GOAL: Render every line of the records below as a numbered list, leaving out any blank lines.
____ AVAILABLE DATA
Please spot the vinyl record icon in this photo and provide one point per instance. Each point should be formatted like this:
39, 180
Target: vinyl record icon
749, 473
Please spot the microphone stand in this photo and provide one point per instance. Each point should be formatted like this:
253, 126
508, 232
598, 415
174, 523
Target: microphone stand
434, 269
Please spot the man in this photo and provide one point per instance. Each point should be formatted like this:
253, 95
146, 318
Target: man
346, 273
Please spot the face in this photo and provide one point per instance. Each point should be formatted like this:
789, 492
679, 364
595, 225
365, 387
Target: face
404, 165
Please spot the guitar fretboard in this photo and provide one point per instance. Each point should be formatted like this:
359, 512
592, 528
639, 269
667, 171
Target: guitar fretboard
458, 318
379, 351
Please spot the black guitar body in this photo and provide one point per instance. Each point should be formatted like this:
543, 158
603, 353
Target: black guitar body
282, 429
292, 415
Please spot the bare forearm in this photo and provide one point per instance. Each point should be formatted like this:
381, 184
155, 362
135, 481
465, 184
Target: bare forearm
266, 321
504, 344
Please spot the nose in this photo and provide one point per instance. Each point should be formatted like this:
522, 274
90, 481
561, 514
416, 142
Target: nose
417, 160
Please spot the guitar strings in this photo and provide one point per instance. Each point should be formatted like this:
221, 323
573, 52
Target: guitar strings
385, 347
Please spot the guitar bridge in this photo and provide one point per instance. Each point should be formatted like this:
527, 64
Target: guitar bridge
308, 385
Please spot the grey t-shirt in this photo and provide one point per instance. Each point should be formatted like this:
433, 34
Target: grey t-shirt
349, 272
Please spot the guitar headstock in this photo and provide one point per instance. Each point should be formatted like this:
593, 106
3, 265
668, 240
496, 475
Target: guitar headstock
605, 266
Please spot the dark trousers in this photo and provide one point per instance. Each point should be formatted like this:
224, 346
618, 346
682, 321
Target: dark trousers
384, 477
________
FINAL RESULT:
1. Please spot the vinyl record icon in this photo and provide one point per instance. Each point should be formatted like this:
2. 39, 180
3. Target: vinyl record icon
4. 749, 473
5. Please spot the microphone stand in this photo and provide one point per instance. Each point should be formatted like this:
6. 253, 126
7. 508, 232
8. 598, 415
9. 174, 523
10. Target: microphone stand
11. 434, 269
12. Please spot the man in this photo and provide one point per instance. Each point should be formatted like this:
13. 253, 95
14. 146, 318
15. Target: man
16. 346, 273
17. Please spot the face in this photo and provide one point per instance. Each point should be formatted like this:
18. 789, 492
19. 679, 364
20. 595, 225
21. 365, 387
22. Target: face
23. 404, 165
24. Please spot the guitar fretboard in this photo and provide one point per instance. Each point should be formatted like this:
25. 359, 512
26. 592, 528
27. 639, 269
28. 667, 171
29. Target: guitar fretboard
30. 458, 318
31. 379, 351
32. Please spot the black guitar body in this photo and provide one point per instance. Each point should be formatted like this:
33. 543, 158
34. 603, 353
35. Target: black guitar body
36. 282, 429
37. 292, 415
38. Please spot the bare forearm in this photo and provide one point per instance. Each point should be formatted like this:
39. 381, 184
40. 155, 362
41. 135, 481
42. 465, 184
43. Target: bare forearm
44. 266, 321
45. 504, 344
46. Please spot the nose in this photo and provide one point per instance. Each point should be formatted like this:
47. 522, 274
48. 90, 481
49. 561, 514
50. 416, 142
51. Target: nose
52. 417, 160
53. Please spot the guitar strings in this photo and provide one point per instance. Each point should be formatted like this:
54. 221, 323
55. 573, 52
56. Target: guitar strings
57. 385, 347
58. Please spot the guitar bridge in this photo and provide one point per instance. Each point should be formatted like this:
59. 527, 64
60. Target: guitar bridge
61. 308, 385
62. Please spot the grey t-shirt in this photo and provide one point per instance. Each point should be formatted like this:
63. 433, 34
64. Target: grey t-shirt
65. 349, 272
66. Please spot the guitar headstock in this photo and provide one point per instance. Each point should be formatted like this:
67. 593, 106
68. 3, 265
69. 668, 240
70. 496, 475
71. Target: guitar headstock
72. 605, 266
73. Please spot the dark trousers in this photo and provide one point per instance. Each point should be formatted like this:
74. 224, 346
75. 618, 346
76. 682, 321
77. Target: dark trousers
78. 384, 477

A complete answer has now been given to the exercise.